We used to take cues from those movies, and our language of style—crisp haircuts, cool attitude—conveyed how we felt about ourselves. In the middle of the twentieth century, one wouldn’t dream of going out in sweats and a baseball cap unless he or she was headed for batting practice. And somewhere in that era, there’s a blueprint for a species of human called a professional photographer. It was a dream job, a glamour profession—almost on par with Formula 1 drivers or military test pilots. Photographers were expected to be dashing and charming, sure, but one of the key structural components would have been to be the person having the most fun. Slim Aarons’ name—hell, his signature—is on that blueprint.
Aarons was tall, handsome, and charismatic. He had A-list Hollywood friends and the easy grace that allowed him to traverse seemingly any social barrier. He had beautiful women. He earned a Purple Heart in action as an Army photojournalist. He then built his name photographing the beautiful people on the French Riviera, up at Cortina d’Ampezzo or on the Isle of Capri, with unselfconscious grace. His photography evokes a feeling that, no matter what you’ve done, your accomplishments will seem a little dimmer when compared to Slim Aarons’ life.

Data lines:
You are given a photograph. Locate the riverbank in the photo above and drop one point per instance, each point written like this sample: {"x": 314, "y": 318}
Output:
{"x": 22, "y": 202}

Exercise tasks:
[1] Check each statement against the Slim Aarons excerpt and answer yes or no, quoting the deciding words: (a) Aarons earned a Purple Heart while serving as an Army photojournalist. (b) The excerpt describes Aarons as short. (c) In the middle of the twentieth century, people commonly went out in sweats and a baseball cap.
[2] Transcribe the part of the Slim Aarons excerpt between "Aarons was tall, handsome, and" and "Slim Aarons’ life.", inclusive.

Full solutions:
[1]
(a) Yes: "He earned a Purple Heart in action as an Army photojournalist."
(b) No: "Aarons was tall, handsome, and charismatic."
(c) No: "one wouldn’t dream of going out in sweats and a baseball cap unless he or she was headed for batting practice."

[2]
Aarons was tall, handsome, and charismatic. He had A-list Hollywood friends and the easy grace that allowed him to traverse seemingly any social barrier. He had beautiful women. He earned a Purple Heart in action as an Army photojournalist. He then built his name photographing the beautiful people on the French Riviera, up at Cortina d’Ampezzo or on the Isle of Capri, with unselfconscious grace. His photography evokes a feeling that, no matter what you’ve done, your accomplishments will seem a little dimmer when compared to Slim Aarons’ life.